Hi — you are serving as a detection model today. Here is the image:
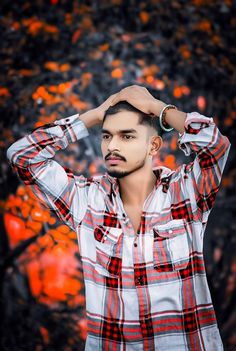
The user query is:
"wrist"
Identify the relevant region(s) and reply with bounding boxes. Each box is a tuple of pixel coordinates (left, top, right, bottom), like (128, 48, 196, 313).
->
(79, 108, 101, 128)
(150, 99, 167, 116)
(159, 104, 177, 132)
(93, 107, 105, 122)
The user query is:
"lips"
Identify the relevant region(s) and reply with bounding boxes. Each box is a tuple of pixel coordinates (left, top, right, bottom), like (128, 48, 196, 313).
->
(107, 157, 123, 161)
(106, 156, 124, 165)
(106, 153, 124, 161)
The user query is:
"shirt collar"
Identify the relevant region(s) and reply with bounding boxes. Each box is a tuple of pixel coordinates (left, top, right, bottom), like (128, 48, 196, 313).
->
***
* **WHAT YOU WILL DO**: Restate the data above word for word, omitting every picture.

* **ANSWER AREA**:
Hi — you are serving as a detection model today. Here is the image:
The user query is:
"wrist"
Identify the relevant region(s) and reply with bounding boxes. Each box is a tuple of pixel coordinates (left, top, right, bottom), like (128, 48, 196, 313).
->
(79, 108, 101, 128)
(150, 99, 167, 116)
(159, 104, 177, 132)
(93, 107, 105, 122)
The user query is:
"lips"
Identify the relevant region(s) and reply with bounding boxes. Each box is a tuple of pixel coordinates (left, top, right, bottom), like (128, 48, 196, 313).
->
(107, 157, 123, 161)
(106, 156, 124, 165)
(106, 153, 124, 161)
The user query is:
"shirt collar"
Identify the relevant region(s) and reply with bounding boxes. Each box is a tuple of pixel coordinates (left, top, right, bottom), like (128, 48, 196, 313).
->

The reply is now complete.